Write a continuation of the text below on data, AI and public scrutiny, picking up right after its last sentence.

### Supplied text

----------------------------------------

The benefit of a level playing field across the public and private sectors was espoused by Hetan Shah, Executive Director of the Royal Statistical Society. Addressing the concern for public benefit from data and AI, Shah cited provisions for data access for statistics in the Digital Economy Act 2017 as an example of how access to the data held by companies can, for statistical purposes, be facilitated. Shah has also proposed elsewhere that the rights of companies over data might need to be further defined and limited. Could more use be made of legal powers to address the pressing needs of researchers and of regulators?

Public scrutiny

In addition to being able to monitor the impact of data and AI in society through access to information, there is also a need for research to establish the basis for public scrutiny. At the roundtable, Professor Karen Yeung, Interdisciplinary Professorial Fellow in Law, Ethics and Informatics at the Birmingham Law School, spoke of how much interpretations differ. In the present day, even privacy, which has long been a recognised human right, might mean different things to different people. Changes in regulations, and high profile media reports such as the Cambridge Analytica story, led to an uptick in public consciousness of data protection and privacy issues. It is surprising however that facial recognition technologies have not had a similar level of attention. Limits placed on technologies will, additionally, be a result of political commitments. For example, communities and countries that are committed to democracy, human rights and fundamental freedoms would not support the same extension of state power online as happens in China. Through China’s ‘social credit’ system, companies provide loans on preferential terms, and other benefits. However a unique difference is the state’s power to blacklist people without their consent. Acting with online systems, the state can bar purchases and freedoms such as travel, for reasons such as unpaid debts or unruly behaviour.

----------------------------------------

[Extracted data entries]

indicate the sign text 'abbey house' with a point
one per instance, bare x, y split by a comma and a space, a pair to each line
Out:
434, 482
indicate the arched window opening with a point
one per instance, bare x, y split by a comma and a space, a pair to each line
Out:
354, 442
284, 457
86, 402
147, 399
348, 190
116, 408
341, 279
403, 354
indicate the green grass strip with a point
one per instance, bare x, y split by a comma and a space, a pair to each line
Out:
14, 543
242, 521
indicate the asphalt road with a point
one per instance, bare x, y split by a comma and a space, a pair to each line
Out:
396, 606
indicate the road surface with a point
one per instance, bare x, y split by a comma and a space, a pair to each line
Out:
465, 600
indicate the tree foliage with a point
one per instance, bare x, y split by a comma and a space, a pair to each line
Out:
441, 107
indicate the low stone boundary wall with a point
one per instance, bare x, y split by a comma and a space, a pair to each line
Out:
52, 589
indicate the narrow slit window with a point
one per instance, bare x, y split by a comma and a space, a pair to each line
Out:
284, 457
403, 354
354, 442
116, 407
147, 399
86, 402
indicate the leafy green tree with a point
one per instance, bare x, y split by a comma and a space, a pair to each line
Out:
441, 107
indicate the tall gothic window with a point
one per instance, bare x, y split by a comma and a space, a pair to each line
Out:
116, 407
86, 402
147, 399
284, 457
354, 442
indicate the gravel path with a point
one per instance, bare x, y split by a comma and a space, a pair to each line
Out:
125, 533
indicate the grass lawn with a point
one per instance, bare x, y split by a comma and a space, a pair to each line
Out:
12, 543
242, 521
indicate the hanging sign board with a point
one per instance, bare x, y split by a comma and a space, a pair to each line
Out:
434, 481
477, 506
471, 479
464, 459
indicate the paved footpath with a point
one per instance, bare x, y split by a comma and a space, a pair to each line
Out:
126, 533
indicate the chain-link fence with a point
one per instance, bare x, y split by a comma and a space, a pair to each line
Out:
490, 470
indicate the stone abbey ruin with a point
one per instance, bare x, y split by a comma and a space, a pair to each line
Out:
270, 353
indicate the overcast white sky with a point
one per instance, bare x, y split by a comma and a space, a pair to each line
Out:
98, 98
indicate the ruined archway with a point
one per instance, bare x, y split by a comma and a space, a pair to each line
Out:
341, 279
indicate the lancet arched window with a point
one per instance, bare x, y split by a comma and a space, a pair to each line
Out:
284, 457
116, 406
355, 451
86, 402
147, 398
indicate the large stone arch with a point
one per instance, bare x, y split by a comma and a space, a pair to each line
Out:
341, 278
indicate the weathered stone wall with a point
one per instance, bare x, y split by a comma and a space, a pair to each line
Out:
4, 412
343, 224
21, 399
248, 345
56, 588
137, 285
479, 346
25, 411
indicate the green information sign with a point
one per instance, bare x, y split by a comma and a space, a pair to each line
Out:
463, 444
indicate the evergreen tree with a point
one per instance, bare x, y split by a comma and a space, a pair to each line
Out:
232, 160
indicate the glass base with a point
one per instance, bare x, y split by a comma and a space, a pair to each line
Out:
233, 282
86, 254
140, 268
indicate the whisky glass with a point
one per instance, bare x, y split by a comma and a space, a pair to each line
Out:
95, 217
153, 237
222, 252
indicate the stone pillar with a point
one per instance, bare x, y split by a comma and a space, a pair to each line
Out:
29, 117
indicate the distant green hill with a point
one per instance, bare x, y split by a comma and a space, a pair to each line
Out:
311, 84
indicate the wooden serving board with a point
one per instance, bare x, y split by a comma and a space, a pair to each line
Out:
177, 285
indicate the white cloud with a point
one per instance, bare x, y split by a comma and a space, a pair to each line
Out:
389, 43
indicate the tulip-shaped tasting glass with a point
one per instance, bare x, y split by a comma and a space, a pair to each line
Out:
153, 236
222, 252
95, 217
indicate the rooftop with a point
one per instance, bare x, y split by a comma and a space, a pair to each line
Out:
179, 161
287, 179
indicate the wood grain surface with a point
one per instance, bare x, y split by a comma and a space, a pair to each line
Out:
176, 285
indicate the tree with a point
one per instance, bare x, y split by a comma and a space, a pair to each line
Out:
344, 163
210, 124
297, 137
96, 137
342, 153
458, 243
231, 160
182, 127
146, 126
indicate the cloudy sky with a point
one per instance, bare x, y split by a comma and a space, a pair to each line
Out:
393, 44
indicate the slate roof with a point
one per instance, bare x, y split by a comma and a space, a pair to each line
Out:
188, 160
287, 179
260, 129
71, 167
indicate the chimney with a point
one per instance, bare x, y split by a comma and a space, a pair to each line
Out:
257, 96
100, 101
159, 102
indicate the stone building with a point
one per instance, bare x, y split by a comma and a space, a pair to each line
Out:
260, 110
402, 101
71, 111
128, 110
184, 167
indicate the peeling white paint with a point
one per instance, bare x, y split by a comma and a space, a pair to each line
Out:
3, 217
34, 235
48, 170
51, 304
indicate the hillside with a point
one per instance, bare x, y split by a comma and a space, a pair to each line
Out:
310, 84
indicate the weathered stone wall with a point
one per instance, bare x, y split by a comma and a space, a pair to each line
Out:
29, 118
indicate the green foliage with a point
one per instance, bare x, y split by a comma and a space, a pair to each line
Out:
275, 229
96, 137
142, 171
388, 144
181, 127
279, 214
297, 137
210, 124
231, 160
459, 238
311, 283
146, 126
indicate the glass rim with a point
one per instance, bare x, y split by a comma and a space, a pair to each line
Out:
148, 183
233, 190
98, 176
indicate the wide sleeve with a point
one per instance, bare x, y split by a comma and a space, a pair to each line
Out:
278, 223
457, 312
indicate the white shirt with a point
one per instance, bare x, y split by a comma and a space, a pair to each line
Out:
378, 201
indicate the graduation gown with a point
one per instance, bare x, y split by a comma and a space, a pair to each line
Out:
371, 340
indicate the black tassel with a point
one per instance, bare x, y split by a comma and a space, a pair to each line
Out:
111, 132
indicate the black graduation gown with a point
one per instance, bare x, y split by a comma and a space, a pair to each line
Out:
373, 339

----------------------------------------

### Reply
In their final remarks, participants noted that the UK is beginning to better articulate, communicate and build upon its strengths. The General Data Protection Regulation is a basis for industry to address data privacy, and although some cases of data sharing have sparked public backlash, some others are being implemented at pace, whilst respecting data protection law. Open data is data which everybody has access to, and in the UK open data is substantially supported to develop along ethical lines. People contributing actively to data work in government, NGOs and in corporations are also pursuing guidance and frameworks toward ethical practice. However, important elements of the debate are being missed, such as the research community’s interaction with new data sources, their access to and understanding of AI, and establishment of the basis for public scrutiny.

Continuing dialogue

Ada’s agenda for the evidence base is ambitious: to foster rigorous research and debate on how data and AI affect society as a whole, and different groups within it. Are public fears for data and AI based on misconceptions? How do safeguards operate in practice and how should this inform principles and guidance? Ada hopes to facilitate wide ranging input from across relevant disciplines and sectors, and that this affords the necessary access to information that is otherwise missing.